Short exercise 1: From the Gen Y passage, quote everything from "According to PayScale’s" down to "novel kind, either.".
Short exercise 2: Name each generation in the Gen Y passage that has a job-satisfaction percentage, and give that percentage.
Short exercise 3: Write what comes next in the Gen Y passage, starting after its final sentence.

Given passage:
#####

The second perspective posits that Gen Y is trapped under a landfill of debt and underemployment, and has already tempered their expectations to the point that now they just feel hopeless. This view paints a darker, less optimistic picture, focusing on the socio-economic norms surrounding our culture and the role the American Dream plays in forming the expectations we have for our lives and livelihood.
Both of these perspectives agree that Gen Y has been told since the cradle that they could do anything, and that this upbringing clashes with the fact that they are entering the workforce while the economy still suffers from the economic collapse created by previous generations. But which one is the “right” story for Gen Y? Can there be more than one?
According to PayScale’s Generations at Work Package, there is no single right story, but rather a whole lot of shades of gray. And not the romance novel kind, either.
Of all the generations, Gen Y (66.4 percent) is the least likely to say they’re extremely or fairly satisfied with their current job (Gen X: 72 percent, Baby Boomers: 77.7 percent). But is that because their white-collar desk job isn’t the job of their dreams, or because they spent four years getting a degree only to end up working at McDonald’s?

#####

Records for identifying positions:
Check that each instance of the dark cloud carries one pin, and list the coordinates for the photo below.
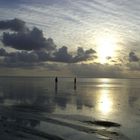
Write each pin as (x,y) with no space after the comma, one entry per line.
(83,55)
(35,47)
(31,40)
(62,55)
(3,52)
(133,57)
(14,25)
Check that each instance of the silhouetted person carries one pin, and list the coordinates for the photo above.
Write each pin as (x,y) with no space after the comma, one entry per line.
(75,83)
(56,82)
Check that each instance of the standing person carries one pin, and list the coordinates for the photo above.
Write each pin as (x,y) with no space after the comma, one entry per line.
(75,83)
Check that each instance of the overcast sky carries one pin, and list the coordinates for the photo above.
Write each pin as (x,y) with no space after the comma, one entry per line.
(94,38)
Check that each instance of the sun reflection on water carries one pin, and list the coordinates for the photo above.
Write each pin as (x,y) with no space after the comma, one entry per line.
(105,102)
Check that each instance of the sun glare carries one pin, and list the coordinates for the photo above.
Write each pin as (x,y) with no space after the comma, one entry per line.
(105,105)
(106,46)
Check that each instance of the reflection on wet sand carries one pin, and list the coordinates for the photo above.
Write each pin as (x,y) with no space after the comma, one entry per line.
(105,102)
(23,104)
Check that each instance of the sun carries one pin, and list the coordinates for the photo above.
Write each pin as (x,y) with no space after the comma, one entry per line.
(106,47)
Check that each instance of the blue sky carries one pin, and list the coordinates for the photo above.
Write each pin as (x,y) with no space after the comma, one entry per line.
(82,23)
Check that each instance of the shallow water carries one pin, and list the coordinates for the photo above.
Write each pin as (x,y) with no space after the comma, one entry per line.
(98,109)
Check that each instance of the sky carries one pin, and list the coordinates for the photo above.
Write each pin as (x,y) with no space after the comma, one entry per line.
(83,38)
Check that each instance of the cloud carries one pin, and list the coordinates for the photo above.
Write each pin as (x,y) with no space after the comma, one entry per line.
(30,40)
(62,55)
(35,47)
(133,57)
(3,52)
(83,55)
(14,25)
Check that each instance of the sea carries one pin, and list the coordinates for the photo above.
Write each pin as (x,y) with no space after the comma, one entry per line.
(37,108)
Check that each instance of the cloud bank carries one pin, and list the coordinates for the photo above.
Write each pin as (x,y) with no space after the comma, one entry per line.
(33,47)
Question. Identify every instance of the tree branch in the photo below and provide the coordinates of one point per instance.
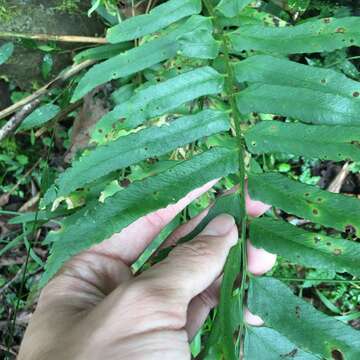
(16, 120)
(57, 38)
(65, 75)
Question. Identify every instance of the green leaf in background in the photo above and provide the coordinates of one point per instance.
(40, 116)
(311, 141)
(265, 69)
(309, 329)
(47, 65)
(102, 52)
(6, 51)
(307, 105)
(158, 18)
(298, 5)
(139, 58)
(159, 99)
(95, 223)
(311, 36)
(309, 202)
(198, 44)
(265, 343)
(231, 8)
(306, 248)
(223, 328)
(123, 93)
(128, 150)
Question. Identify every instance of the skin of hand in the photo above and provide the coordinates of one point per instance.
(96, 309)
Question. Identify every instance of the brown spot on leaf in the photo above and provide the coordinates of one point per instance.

#####

Task answer 1:
According to PayScale’s Generations at Work Package, there is no single right story, but rather a whole lot of shades of gray. And not the romance novel kind, either.

Task answer 2:
Gen Y: 66.4 percent
Gen X: 72 percent
Baby Boomers: 77.7 percent

Task answer 3:
Gen Y is also more likely (55.6 percent) to work for smaller companies than their older counterparts (Gen X: 48.1 percent, Baby Boomers: 49.6 percent), increasing their chances of getting more one-on-one time with mentors and hands-on experience. Depending on the lens through which this statistic is examined, it can be interpreted as an over-entitled younger generation stealing attention, resources, and even jobs away from seasoned workers, or as a growing hunger to get in on the ground floor of something awesome and dirty their hands.
Gen Y workers are more likely to have moved back home in the past due to financial hardship (11.6 percent), than Gen X (7.5 percent) or Baby Boomers (2.9 percent), making it difficult for them to succeed right out the gate. An even greater percentage live there right now (Gen Y: 16.3 percent, Gen X: 3.9 percent, Baby Boomers: 1.7 percent). Yet they’re also far more likely to have a bachelor’s degree (62.8 percent) than their parents (Gen X: 48.2 percent, Baby Boomers: 43.5 percent), giving them cutting-edge skills that older generations may not have, and making Gen Y more competitive for the same jobs at a younger age. Can education make up for lack of experience, or does Gen Y simply think that’s the case, causing them to come off as entitled?
The world isn’t a black and white place, and sometimes neither is data. Occasionally the stories we try to tell with data aren’t simple or straightforward. Gen Y isn’t made up entirely of entitled, ambitious, fancy coffee-drinking brats. Likewise, they aren’t all starving in their parents’ basements, either.
Sometimes, it’s just complicated.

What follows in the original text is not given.